» Exercise
Print all entries word for word.

==== Information shown ====

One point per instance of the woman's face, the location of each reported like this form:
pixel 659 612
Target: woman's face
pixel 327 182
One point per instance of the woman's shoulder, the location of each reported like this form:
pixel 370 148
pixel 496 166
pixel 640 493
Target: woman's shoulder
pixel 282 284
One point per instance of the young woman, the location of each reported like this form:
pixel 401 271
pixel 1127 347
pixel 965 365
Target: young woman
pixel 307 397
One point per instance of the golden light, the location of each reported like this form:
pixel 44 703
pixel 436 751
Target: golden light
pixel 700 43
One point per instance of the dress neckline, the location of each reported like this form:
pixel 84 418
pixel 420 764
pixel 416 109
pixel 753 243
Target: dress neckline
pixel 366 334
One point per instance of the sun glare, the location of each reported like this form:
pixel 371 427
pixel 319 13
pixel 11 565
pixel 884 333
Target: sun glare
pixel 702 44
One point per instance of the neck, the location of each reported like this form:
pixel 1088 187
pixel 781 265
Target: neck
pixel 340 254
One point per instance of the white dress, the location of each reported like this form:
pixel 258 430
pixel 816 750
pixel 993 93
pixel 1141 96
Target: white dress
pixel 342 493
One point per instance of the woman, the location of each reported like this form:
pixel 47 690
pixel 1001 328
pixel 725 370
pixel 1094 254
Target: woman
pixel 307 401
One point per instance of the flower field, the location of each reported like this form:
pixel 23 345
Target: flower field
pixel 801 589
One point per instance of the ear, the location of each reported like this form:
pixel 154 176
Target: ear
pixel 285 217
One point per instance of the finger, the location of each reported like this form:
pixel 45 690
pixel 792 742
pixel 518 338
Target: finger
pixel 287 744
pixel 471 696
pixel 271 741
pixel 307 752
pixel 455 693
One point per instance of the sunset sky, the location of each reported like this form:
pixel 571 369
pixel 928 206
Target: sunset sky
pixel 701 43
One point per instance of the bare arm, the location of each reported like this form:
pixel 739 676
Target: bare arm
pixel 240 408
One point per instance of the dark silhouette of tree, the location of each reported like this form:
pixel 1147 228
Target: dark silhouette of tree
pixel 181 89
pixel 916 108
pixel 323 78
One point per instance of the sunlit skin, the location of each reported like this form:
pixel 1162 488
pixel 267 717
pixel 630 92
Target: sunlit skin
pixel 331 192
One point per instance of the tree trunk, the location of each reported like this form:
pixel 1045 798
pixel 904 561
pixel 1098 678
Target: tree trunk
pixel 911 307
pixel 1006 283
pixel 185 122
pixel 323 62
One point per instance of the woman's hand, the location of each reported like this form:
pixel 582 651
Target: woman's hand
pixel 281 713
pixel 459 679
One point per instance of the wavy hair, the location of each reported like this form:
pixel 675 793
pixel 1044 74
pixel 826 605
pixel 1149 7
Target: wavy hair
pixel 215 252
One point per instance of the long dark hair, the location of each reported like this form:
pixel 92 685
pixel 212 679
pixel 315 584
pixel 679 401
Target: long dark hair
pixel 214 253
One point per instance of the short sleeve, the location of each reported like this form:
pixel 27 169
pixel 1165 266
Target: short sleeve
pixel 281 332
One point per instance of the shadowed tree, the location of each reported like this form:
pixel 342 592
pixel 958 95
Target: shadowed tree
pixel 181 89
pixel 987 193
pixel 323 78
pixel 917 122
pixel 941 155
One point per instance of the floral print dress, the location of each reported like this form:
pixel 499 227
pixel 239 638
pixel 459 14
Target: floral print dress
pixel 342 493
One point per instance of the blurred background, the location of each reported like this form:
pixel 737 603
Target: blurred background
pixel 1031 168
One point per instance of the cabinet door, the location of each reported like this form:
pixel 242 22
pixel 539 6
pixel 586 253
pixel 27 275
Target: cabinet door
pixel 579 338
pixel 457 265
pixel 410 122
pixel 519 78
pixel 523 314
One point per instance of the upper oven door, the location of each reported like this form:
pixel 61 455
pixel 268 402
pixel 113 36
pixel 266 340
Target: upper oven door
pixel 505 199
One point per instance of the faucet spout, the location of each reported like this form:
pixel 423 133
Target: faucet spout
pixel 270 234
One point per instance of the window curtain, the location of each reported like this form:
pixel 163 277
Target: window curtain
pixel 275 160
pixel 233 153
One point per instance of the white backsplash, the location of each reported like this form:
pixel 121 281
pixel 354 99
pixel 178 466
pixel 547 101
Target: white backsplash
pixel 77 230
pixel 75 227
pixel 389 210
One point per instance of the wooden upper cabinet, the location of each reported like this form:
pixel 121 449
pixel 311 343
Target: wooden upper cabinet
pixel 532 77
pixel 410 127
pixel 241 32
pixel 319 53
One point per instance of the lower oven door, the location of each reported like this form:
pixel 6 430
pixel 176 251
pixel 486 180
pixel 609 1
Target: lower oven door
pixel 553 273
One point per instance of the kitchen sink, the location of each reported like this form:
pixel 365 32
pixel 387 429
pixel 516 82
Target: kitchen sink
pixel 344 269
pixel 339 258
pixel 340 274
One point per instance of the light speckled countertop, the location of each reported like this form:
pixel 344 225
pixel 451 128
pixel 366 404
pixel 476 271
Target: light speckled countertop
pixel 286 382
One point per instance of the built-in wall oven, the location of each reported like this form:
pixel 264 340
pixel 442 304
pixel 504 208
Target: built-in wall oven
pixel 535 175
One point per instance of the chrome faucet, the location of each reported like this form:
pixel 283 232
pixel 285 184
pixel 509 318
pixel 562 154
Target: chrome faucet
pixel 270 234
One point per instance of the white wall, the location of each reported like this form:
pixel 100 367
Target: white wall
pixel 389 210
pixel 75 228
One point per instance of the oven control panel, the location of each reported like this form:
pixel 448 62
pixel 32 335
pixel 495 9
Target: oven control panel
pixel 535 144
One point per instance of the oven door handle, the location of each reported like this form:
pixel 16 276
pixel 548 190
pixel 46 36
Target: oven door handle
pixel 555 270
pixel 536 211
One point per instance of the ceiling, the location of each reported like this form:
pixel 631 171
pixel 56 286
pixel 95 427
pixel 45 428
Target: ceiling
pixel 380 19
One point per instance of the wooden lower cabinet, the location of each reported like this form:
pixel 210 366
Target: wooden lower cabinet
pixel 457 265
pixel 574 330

====

» The answer
One point per instance of the woman's face, the location of each reported like this form:
pixel 659 612
Target: woman's face
pixel 327 182
One point per instance of the woman's shoulder, the location of each reported like this form:
pixel 370 148
pixel 496 166
pixel 640 493
Target: woman's shoulder
pixel 282 284
One point per instance of the young woman, the location of each reported like this form:
pixel 401 271
pixel 1127 347
pixel 965 365
Target: young woman
pixel 307 397
One point per instance of the golden light, the location of each reported like this form:
pixel 44 703
pixel 436 751
Target: golden light
pixel 700 43
One point per instance of the dress neckline, the location of each reported like this form:
pixel 84 418
pixel 420 764
pixel 416 109
pixel 753 243
Target: dress neckline
pixel 366 334
One point per instance of the sun glare, the location of each reported like this form:
pixel 371 427
pixel 319 13
pixel 11 565
pixel 884 333
Target: sun glare
pixel 702 44
One point per instance of the neck, the location of each reported like this form:
pixel 1088 187
pixel 781 265
Target: neck
pixel 340 254
One point per instance of the white dress, the location of each reported like this form:
pixel 258 430
pixel 816 750
pixel 993 93
pixel 1141 96
Target: white dress
pixel 342 493
One point per instance of the woman, the location of each reported like this form:
pixel 47 690
pixel 1001 328
pixel 725 370
pixel 1094 254
Target: woman
pixel 307 401
One point per instance of the flower field, the location of each reported like this form:
pixel 23 345
Target: flower field
pixel 801 589
One point per instance of the ear, the location of each reported like this form:
pixel 154 176
Target: ear
pixel 285 217
One point per instance of the finger, the location of each reported like this form:
pixel 45 690
pixel 792 742
pixel 518 338
Target: finger
pixel 287 744
pixel 471 696
pixel 271 741
pixel 307 752
pixel 455 693
One point per instance of the sunset sky, the location of each reported like this form:
pixel 571 369
pixel 928 206
Target: sunset sky
pixel 701 43
One point per instance of the bare arm, the location of each reported like this form:
pixel 739 676
Target: bare arm
pixel 240 408
One point per instance of the dark silhouette of tree, the location of each reported like this form:
pixel 1147 228
Target: dark silhouette of tree
pixel 181 89
pixel 916 108
pixel 323 78
One point per instance of the sunlit skin, the location of each reported like this form:
pixel 1162 488
pixel 267 717
pixel 630 92
Target: sunlit skin
pixel 331 192
One point per instance of the tree trunk, the location of each reported like this form:
pixel 1045 798
pixel 904 561
pixel 1098 678
Target: tree trunk
pixel 911 307
pixel 1006 283
pixel 185 122
pixel 323 62
One point per instance of the woman's hand, the location of each reported like this form:
pixel 582 651
Target: woman's hand
pixel 281 713
pixel 459 679
One point per instance of the wavy hair, the location of each reported like this form:
pixel 675 793
pixel 1044 74
pixel 826 605
pixel 1149 7
Target: wavy hair
pixel 215 252
One point per instance of the long dark hair, the location of each reported like this form:
pixel 92 685
pixel 212 679
pixel 315 584
pixel 679 401
Target: long dark hair
pixel 214 253
One point per instance of the short sleeve, the location of each reported like this form:
pixel 27 169
pixel 1165 266
Target: short sleeve
pixel 281 332
One point per instance of the shadowed tree, the location of each reported like this form:
pixel 342 592
pixel 958 95
Target: shadowed tree
pixel 181 89
pixel 987 193
pixel 323 78
pixel 917 122
pixel 941 155
One point per instance of the floral print dress, the location of each reported like this form:
pixel 499 227
pixel 239 638
pixel 459 14
Target: floral print dress
pixel 342 493
One point per instance of the blurred background, the location of each reported like this form:
pixel 737 603
Target: blurred background
pixel 1031 168
One point per instance of the cabinet door, the location of each reported like this form:
pixel 242 22
pixel 539 6
pixel 586 253
pixel 27 275
Target: cabinet door
pixel 579 338
pixel 457 265
pixel 410 122
pixel 519 78
pixel 523 314
One point per instance of the upper oven door, the location of each reported like this form:
pixel 61 455
pixel 268 402
pixel 113 36
pixel 266 340
Target: upper oven door
pixel 505 199
One point per instance of the faucet spout, the location of each reported like this form:
pixel 423 133
Target: faucet spout
pixel 270 234
One point per instance of the window curtain, the location of each reported like this form:
pixel 163 277
Target: window curtain
pixel 275 160
pixel 233 153
One point per instance of the white backsplash, the location of each reported like this form:
pixel 121 281
pixel 354 99
pixel 178 466
pixel 547 101
Target: white backsplash
pixel 77 230
pixel 75 227
pixel 389 210
One point per instance of the wooden upper cabinet, the location of each reported like this form:
pixel 121 449
pixel 311 343
Target: wooden upper cabinet
pixel 532 77
pixel 410 127
pixel 241 32
pixel 319 53
One point per instance of the lower oven door, the location of each reported like this form:
pixel 6 430
pixel 176 251
pixel 486 180
pixel 609 1
Target: lower oven door
pixel 553 273
One point per instance of the kitchen sink, the location of each reported like this form:
pixel 365 32
pixel 387 429
pixel 516 82
Target: kitchen sink
pixel 344 269
pixel 339 258
pixel 340 274
One point per instance of the light speckled countertop, the location of each reported like this form:
pixel 344 225
pixel 451 128
pixel 366 404
pixel 476 271
Target: light speckled countertop
pixel 286 382
One point per instance of the built-in wall oven, the location of each reported like this form:
pixel 264 340
pixel 442 304
pixel 504 208
Target: built-in wall oven
pixel 535 175
One point per instance of the chrome faucet, the location of each reported like this form:
pixel 283 232
pixel 285 184
pixel 509 318
pixel 562 154
Target: chrome faucet
pixel 270 234
One point per instance of the white wall, the location of each reported like this form:
pixel 100 367
Target: white wall
pixel 389 210
pixel 75 228
One point per instance of the oven control panel, the location of each reported like this form:
pixel 448 62
pixel 32 335
pixel 495 9
Target: oven control panel
pixel 535 144
One point per instance of the oven door handle, the location of each reported like this form:
pixel 16 276
pixel 548 190
pixel 46 36
Target: oven door handle
pixel 555 270
pixel 536 211
One point per instance of the ceiling, the location of each reported like this form:
pixel 631 171
pixel 56 286
pixel 95 427
pixel 45 428
Target: ceiling
pixel 380 19
One point per instance of the wooden lower cabinet, the location of each reported like this form:
pixel 210 366
Target: wooden lower cabinet
pixel 457 265
pixel 574 330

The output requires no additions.